__Exercise a__
List every line of the listing below that contains the string "grey", treating case as significant.

__Document excerpt__
┌────────

Search

3. Weighting schemes

This section describes how to use different weighting schemes when aggregating gridded data to data regions.

3.1 Why spatial weighting schemes matter

Taking the unweighted average of weather within a region can misrepresent what populations, firms, or other phenomena of interest are exposed to. For example, an unweighted annual average temperature for Canada is about -8°C, but most of the population and agricultural activity is in climate zones with mean temperatures over 6°C, and the urban heat island effect can raise temperatures by another 4°C. The time of year matters too, and you should consider a weighting scheme across days within a year, or even hours within a day.

As described in section Dealing with the spatial and temporal scales of economic processes, the scale of a phenomenon matters. Many processes occur at a more local scale than that which data is collected. The motivation for weighting is different for aggregation that represents averaged phenomena vs. phenomena that respond to averaged weather, and the sequence of analysis changes.

└────────

__Exercise b__
Set down the passage of the weighting schemes excerpt between "As described in" and "of analysis changes.", inclusive.

__Data supplied__
┌────────

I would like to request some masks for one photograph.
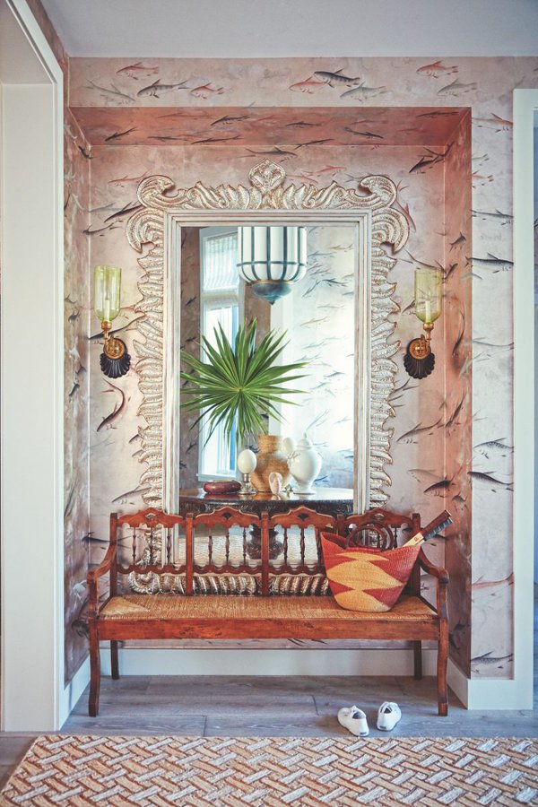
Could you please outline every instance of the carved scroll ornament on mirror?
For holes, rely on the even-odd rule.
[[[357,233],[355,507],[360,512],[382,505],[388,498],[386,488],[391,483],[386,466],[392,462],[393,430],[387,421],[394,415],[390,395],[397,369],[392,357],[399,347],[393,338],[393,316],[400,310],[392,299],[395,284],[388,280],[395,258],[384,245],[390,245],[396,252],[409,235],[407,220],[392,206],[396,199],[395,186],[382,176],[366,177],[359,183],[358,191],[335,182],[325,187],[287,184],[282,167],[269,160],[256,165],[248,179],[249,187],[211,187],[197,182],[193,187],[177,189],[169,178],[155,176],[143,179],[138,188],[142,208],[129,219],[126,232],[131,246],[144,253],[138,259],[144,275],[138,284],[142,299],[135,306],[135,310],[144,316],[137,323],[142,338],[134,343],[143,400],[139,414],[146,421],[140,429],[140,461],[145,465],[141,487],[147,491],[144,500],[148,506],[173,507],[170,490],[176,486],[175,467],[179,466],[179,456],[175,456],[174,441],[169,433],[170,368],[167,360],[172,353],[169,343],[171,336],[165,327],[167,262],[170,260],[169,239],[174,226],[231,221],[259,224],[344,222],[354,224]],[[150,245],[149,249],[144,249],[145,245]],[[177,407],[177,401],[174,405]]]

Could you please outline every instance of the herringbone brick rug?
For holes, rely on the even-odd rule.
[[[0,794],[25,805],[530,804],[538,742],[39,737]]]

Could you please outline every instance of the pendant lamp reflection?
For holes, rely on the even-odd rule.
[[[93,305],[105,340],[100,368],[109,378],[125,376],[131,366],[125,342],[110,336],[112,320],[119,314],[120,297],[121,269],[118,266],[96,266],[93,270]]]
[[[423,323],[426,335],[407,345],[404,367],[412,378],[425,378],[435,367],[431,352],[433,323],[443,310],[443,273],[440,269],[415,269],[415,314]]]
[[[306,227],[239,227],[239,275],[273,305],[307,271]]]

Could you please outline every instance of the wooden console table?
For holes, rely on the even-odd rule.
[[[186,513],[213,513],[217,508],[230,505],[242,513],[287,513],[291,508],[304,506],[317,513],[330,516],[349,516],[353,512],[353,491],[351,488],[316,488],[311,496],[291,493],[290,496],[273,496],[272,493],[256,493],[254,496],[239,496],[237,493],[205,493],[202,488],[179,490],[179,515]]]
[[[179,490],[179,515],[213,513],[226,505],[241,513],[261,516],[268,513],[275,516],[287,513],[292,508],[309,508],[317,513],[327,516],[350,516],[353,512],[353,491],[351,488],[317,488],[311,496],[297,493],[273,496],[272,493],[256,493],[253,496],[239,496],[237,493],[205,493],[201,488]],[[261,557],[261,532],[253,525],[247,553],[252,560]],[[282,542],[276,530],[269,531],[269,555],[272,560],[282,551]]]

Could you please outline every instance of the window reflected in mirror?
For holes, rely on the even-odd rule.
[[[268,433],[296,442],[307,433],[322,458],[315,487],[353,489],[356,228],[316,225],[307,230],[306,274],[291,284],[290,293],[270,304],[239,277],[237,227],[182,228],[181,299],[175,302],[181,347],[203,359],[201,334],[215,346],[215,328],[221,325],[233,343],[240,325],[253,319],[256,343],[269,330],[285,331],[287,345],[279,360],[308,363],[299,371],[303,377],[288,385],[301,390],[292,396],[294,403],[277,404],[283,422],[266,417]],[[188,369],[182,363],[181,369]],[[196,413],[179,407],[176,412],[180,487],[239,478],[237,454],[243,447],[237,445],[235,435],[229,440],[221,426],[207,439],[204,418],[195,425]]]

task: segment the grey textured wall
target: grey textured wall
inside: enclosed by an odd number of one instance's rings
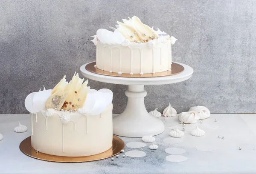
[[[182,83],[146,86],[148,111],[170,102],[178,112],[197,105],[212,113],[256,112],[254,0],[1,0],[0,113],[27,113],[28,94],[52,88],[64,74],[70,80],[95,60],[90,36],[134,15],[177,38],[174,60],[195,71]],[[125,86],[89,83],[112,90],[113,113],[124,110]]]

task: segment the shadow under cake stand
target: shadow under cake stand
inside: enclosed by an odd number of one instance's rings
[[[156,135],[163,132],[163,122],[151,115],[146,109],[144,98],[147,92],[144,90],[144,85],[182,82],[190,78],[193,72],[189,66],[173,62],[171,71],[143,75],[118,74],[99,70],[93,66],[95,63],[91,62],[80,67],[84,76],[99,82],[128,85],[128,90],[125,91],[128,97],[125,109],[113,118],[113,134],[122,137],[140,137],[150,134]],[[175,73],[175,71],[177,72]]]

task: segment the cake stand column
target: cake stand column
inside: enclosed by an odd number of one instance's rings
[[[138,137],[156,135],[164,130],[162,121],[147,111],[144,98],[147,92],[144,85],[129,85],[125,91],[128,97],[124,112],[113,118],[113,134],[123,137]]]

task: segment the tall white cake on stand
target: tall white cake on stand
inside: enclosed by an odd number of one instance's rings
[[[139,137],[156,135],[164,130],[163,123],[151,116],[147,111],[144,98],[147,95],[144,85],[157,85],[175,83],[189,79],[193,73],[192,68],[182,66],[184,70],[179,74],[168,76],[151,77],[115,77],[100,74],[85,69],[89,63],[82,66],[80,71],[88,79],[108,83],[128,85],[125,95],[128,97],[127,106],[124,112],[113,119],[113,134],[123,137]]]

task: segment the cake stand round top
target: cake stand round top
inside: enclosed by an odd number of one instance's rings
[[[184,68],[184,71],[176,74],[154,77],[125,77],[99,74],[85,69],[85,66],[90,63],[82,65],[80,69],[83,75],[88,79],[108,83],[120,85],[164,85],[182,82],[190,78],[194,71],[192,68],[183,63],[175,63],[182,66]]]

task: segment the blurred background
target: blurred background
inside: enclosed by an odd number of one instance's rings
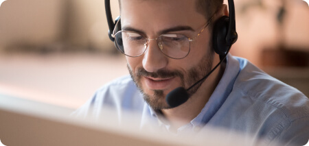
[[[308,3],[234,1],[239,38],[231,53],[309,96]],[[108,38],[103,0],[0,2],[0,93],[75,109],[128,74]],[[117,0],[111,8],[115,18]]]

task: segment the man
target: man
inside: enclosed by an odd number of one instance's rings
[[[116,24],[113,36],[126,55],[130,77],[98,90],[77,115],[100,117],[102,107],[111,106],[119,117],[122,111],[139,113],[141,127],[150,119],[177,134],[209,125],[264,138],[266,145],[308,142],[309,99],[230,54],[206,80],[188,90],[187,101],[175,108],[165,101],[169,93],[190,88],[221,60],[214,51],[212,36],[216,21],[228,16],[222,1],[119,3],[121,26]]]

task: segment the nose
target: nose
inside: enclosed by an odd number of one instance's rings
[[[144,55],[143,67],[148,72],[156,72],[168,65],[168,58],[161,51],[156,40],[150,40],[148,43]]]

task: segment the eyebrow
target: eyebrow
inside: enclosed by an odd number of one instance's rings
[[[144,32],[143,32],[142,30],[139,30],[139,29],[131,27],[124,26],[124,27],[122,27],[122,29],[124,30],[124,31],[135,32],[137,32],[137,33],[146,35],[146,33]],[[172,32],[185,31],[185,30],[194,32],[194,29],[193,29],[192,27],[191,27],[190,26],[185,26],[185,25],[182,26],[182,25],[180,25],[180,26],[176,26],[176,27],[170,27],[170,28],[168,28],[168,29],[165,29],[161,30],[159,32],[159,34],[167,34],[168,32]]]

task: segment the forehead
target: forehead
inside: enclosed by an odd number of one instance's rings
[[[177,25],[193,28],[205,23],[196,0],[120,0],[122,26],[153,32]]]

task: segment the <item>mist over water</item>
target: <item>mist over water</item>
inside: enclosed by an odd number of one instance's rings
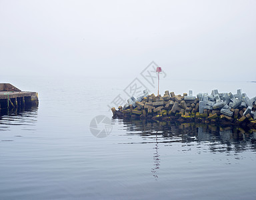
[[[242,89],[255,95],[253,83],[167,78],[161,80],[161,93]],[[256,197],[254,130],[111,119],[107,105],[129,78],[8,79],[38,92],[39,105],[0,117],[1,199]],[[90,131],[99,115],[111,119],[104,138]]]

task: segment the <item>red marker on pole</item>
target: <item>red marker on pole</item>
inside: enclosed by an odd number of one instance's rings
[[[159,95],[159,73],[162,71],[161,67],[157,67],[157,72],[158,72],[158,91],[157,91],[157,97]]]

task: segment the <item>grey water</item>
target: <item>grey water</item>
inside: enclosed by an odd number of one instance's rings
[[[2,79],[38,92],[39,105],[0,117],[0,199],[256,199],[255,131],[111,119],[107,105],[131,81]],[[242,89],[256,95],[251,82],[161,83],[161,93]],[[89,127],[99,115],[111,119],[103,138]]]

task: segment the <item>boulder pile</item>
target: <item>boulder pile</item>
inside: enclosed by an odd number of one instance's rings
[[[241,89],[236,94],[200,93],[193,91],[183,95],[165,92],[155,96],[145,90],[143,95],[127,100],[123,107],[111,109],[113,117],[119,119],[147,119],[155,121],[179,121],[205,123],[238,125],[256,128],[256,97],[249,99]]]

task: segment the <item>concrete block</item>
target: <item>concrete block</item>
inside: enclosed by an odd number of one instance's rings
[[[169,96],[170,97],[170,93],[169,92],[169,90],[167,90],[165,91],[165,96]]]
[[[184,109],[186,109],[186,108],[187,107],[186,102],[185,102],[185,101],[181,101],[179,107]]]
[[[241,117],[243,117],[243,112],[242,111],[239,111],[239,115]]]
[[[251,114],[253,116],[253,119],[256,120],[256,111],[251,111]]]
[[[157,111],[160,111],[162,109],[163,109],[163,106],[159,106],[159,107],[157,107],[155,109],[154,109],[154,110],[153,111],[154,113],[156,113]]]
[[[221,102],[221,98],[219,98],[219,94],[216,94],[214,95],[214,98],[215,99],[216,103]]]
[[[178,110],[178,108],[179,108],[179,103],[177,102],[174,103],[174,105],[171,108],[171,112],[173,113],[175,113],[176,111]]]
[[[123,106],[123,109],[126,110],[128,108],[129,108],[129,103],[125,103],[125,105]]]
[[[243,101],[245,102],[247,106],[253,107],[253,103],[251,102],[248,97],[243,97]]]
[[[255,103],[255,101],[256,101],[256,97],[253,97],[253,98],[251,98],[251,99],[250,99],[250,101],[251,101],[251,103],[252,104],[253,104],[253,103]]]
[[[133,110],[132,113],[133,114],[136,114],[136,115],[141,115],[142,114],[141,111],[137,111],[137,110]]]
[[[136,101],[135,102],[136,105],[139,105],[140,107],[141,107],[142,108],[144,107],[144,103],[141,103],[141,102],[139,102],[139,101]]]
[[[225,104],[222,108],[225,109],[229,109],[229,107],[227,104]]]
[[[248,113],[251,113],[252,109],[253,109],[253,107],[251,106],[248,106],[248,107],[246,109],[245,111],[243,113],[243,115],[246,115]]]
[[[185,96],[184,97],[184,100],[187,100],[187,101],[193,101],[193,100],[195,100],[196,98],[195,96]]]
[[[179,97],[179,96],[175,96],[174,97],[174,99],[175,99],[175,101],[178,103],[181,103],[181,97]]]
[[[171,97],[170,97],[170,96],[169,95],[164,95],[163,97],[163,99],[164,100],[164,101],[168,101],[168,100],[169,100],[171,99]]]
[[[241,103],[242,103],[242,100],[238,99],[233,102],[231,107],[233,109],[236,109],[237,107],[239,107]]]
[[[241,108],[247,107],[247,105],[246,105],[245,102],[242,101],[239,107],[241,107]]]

└────────

__Finished answer a__
task: segment the grey textured wall
target: grey textured wall
task: segment the <item>grey water</item>
target: <item>grey water</item>

__Finished answer b__
As described in section Dealing with the spatial and temporal scales of economic processes, the scale of a phenomenon matters. Many processes occur at a more local scale than that which data is collected. The motivation for weighting is different for aggregation that represents averaged phenomena vs. phenomena that respond to averaged weather, and the sequence of analysis changes.